(Shape annotation entries)

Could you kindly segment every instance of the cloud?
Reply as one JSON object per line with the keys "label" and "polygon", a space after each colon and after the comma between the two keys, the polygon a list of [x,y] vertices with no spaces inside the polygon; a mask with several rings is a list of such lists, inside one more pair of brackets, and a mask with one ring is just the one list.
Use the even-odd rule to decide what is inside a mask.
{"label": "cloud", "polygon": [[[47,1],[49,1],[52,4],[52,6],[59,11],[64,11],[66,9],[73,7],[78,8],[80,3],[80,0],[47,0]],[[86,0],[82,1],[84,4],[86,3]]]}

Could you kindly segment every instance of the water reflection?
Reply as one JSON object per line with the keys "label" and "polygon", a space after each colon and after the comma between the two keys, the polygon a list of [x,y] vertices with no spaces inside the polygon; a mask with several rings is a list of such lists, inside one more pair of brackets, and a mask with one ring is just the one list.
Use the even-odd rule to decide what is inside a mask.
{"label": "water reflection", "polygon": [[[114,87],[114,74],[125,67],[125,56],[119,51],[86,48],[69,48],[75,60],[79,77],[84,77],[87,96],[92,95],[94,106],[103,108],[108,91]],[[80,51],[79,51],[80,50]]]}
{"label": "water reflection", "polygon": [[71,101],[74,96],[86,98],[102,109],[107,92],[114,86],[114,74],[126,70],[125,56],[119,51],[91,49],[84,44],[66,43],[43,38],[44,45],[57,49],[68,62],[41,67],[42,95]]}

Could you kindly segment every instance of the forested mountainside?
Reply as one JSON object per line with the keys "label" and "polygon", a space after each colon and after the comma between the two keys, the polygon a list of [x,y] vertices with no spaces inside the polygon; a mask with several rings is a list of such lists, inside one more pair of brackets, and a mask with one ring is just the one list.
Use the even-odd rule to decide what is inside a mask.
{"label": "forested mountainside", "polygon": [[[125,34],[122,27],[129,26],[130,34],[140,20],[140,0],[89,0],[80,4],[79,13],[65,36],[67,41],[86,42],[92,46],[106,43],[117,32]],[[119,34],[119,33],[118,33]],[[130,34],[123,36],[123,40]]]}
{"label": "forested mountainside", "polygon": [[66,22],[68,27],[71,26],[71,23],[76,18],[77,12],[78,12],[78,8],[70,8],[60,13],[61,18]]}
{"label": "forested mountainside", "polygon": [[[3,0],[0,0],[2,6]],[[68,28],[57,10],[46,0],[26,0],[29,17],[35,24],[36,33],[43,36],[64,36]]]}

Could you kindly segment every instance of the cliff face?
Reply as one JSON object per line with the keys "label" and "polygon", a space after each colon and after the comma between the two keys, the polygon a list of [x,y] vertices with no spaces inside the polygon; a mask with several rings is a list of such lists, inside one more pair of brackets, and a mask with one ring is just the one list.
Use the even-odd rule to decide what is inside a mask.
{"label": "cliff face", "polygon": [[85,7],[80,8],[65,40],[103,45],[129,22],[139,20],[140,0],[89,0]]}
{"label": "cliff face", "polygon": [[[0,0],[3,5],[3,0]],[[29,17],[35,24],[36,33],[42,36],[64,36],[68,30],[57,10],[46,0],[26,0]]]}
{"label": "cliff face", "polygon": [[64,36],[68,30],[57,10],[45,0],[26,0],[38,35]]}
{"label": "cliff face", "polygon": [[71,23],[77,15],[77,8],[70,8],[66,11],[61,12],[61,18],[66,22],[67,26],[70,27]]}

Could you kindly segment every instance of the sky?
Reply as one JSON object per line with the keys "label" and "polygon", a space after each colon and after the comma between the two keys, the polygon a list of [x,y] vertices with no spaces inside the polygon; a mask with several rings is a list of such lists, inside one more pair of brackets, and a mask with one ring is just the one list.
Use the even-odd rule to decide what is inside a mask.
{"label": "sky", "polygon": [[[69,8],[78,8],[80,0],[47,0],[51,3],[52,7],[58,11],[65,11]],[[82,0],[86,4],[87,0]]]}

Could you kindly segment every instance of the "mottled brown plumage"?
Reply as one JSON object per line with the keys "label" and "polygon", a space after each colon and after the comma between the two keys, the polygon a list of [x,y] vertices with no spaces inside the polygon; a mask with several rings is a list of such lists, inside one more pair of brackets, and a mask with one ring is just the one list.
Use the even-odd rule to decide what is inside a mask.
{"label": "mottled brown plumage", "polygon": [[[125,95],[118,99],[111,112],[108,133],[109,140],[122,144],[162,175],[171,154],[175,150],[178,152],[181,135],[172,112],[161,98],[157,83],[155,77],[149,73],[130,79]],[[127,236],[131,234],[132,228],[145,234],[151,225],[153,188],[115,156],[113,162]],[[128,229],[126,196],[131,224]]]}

→ **EXERCISE AIM**
Quote each line of the listing above exactly.

→ **IN RESPONSE**
Could you kindly segment every instance of the cloud?
Reply as one JSON object per line with the keys "label" and "polygon", a space after each colon and after the comma between the two keys, the polygon a list of [x,y] vertices with no spaces inside the polygon; a mask with several rings is a list of such lists, inside one more pair of brackets, and a mask with one ring is just the one list.
Use the even-odd rule to decide what is inside a mask.
{"label": "cloud", "polygon": [[[47,1],[49,1],[52,4],[52,6],[59,11],[64,11],[66,9],[73,7],[78,8],[80,3],[80,0],[47,0]],[[86,0],[82,1],[84,4],[86,3]]]}

Could you kindly segment every instance of the water reflection?
Reply as one JSON object per line with the keys "label" and "polygon", a space after each colon and after the comma between the two keys, the polygon a list of [x,y] vertices with no spaces inside the polygon; a mask with several rings is a list of such lists, inside one more pair of brackets, and a mask with one ring is just the one list.
Use the even-odd rule to decide what is inside a mask.
{"label": "water reflection", "polygon": [[[114,87],[114,74],[125,67],[125,56],[119,51],[86,48],[69,48],[75,60],[79,77],[84,77],[87,96],[92,95],[94,106],[103,108],[108,91]],[[80,51],[79,51],[80,50]]]}
{"label": "water reflection", "polygon": [[71,101],[74,96],[86,98],[102,109],[107,92],[114,86],[114,74],[126,70],[125,56],[119,51],[91,49],[84,44],[66,43],[43,38],[44,45],[57,49],[68,62],[41,67],[42,95]]}

Could you kindly segment every instance of the forested mountainside?
Reply as one JSON object per line with the keys "label" and "polygon", a space after each colon and after the comma between the two keys, the polygon a list of [x,y] vertices with no spaces inside the polygon; a mask with several rings is a list of such lists, inside one more pair of brackets, and a mask with one ring is just the one list.
Use the even-odd rule to decide what is inside a mask.
{"label": "forested mountainside", "polygon": [[[125,34],[122,27],[129,26],[130,34],[140,20],[140,0],[89,0],[80,4],[79,13],[65,36],[67,41],[86,42],[92,46],[106,43],[117,32]],[[119,34],[119,33],[118,33]],[[130,34],[123,36],[123,40]]]}
{"label": "forested mountainside", "polygon": [[66,22],[68,27],[71,26],[71,23],[76,18],[77,12],[78,12],[78,8],[70,8],[60,13],[61,18]]}
{"label": "forested mountainside", "polygon": [[[3,0],[0,0],[2,6]],[[68,28],[57,10],[46,0],[26,0],[29,17],[35,24],[36,33],[43,36],[64,36]]]}

Could you kindly segment every instance of the cliff face?
Reply as one JSON object per line with the keys "label" and "polygon", a space after each colon and after the comma between the two keys, the polygon a list of [x,y] vertices with no spaces inside the polygon; a mask with several rings is a list of such lists, inside one more pair of brackets, and a mask with one ring is just the one list.
Use the even-odd rule to decide what is inside a mask.
{"label": "cliff face", "polygon": [[85,7],[80,8],[65,40],[103,45],[129,22],[139,20],[140,0],[89,0]]}
{"label": "cliff face", "polygon": [[[0,0],[3,5],[3,0]],[[29,17],[35,24],[36,33],[42,36],[64,36],[68,30],[57,10],[46,0],[26,0]]]}
{"label": "cliff face", "polygon": [[64,36],[68,30],[57,10],[45,0],[26,0],[38,35]]}
{"label": "cliff face", "polygon": [[71,23],[77,15],[77,8],[70,8],[66,11],[61,12],[61,18],[66,22],[67,26],[70,27]]}

Could you kindly segment every instance of the sky?
Reply as one JSON object per line with the keys "label" and "polygon", a space after each colon and after the comma between the two keys, the polygon a list of [x,y] vertices with no spaces inside the polygon; a mask with several rings is a list of such lists, inside one more pair of brackets, and a mask with one ring is just the one list.
Use the even-odd rule to decide what is inside a mask.
{"label": "sky", "polygon": [[[69,8],[78,8],[80,0],[47,0],[51,3],[52,7],[58,11],[65,11]],[[82,0],[86,4],[87,0]]]}

Could you kindly segment every instance of the "mottled brown plumage"?
Reply as one JSON object per line with the keys "label" and "polygon", a space after each colon and after the comma between the two keys, the polygon a list of [x,y] vertices with no spaces inside the polygon; a mask with several rings is a list of such lists, inside one more pair of brackets, and a mask with one ring is just the one list.
Use the even-odd rule to decide what is inside a mask.
{"label": "mottled brown plumage", "polygon": [[[125,95],[118,99],[111,112],[108,133],[109,140],[122,144],[162,175],[171,154],[175,150],[178,152],[181,135],[172,112],[161,98],[157,83],[155,77],[149,73],[130,79]],[[127,236],[131,234],[132,228],[145,234],[151,225],[153,188],[115,156],[113,162]],[[128,229],[126,196],[131,224]]]}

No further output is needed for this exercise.